To: moses-support@mit.edu
Message-ID: <56CA400A.40107@gmail.com>
Content-Type: text/plain; charset="windows-1252"
I can confirm that using NFS doesn't suffer from the disk wait problem,
at least the implementation used on the Edinburgh servers.
Using memory mapped files on NFS or local disk gives the same speed
performance
On 19/02/16 23:29, Lane Schwartz wrote:
> Hey,
>
> This is mostly addressed to Kenneth, since as far as I know he's the
> author of the data structures involved.
>
> I have access to a cluster at the University of Illinois. The cluster
> here uses GPFS as its file system.
>
> I've observed that when running moses, especially with lots of
> threads, that the threads spend virtually all of their time at near 0%
> CPU usage, in D (uninterruptible sleep, awaiting IO) status. When I
> copy my model files and config file to scratch space on local disk
> (and cat $file > /dev/null each model file), this issue disappears. It
> appears that doing cat $file > /dev/null on GPFS does not load the
> file into RAM in the same way that doing so appears to do on other
> file systems.
>
> I spent quite a bit of time today with three cluster admins / disk
> engineers trying to debug this problem.

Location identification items
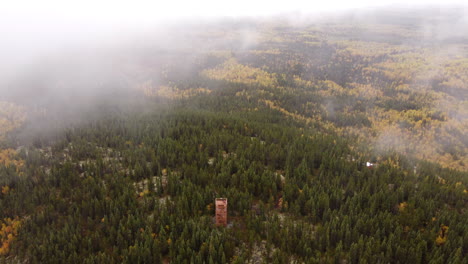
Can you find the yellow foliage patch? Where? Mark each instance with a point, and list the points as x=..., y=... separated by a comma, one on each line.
x=8, y=232
x=233, y=71
x=7, y=158
x=12, y=116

### Stated goal A
According to the mailing-list message, what file system does the University of Illinois cluster use?
### Stated goal B
Reproduce the portion of the mailing-list message between "To: moses-support@mit.edu" and "the Edinburgh servers.", inclusive.

### Correct response A
GPFS.

### Correct response B
To: moses-support@mit.edu
Message-ID: <56CA400A.40107@gmail.com>
Content-Type: text/plain; charset="windows-1252"
I can confirm that using NFS doesn't suffer from the disk wait problem,
at least the implementation used on the Edinburgh servers.